Could you please retype all of the data below exactly?

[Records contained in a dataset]
* * *

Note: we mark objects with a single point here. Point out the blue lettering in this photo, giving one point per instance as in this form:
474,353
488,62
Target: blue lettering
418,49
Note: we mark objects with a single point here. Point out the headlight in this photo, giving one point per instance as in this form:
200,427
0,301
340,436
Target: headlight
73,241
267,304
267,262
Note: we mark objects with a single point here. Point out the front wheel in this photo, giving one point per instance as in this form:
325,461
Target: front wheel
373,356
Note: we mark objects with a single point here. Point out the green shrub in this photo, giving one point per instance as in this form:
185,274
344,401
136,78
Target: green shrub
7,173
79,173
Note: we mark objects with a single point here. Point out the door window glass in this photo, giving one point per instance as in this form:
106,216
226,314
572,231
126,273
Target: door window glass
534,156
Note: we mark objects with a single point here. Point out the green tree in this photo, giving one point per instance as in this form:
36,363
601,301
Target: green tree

* * *

• Completed task
Note: we mark objects with a single point here. Point out the blue lettering in this photo, giving one point per instance as in this form:
474,353
488,62
Target: blue lettering
418,49
Note: we mark objects with a single point here. Point out the headlight in this photo, giving one point per instance as in this form:
200,427
0,301
340,436
Target: headlight
73,241
267,304
267,262
Note: we mark objects with a single point here. Point out the front wheel in this photo, giving one point per instance as in this form:
325,461
Target: front wheel
373,356
Note: we mark objects with a single point here. Point out the green shrub in this photo, giving one point per instance as in this form:
185,274
344,401
136,78
Target: green shrub
7,173
79,173
Note: we mark objects with a single point here. Point out the door window glass in this photo, giving one point per instance as in this form:
106,216
226,314
572,231
126,273
Target: door window glass
534,156
Note: we mark objects with a single point here. Point out the green tree in this photo, giving one point per instance as in this form:
36,363
601,301
Target: green tree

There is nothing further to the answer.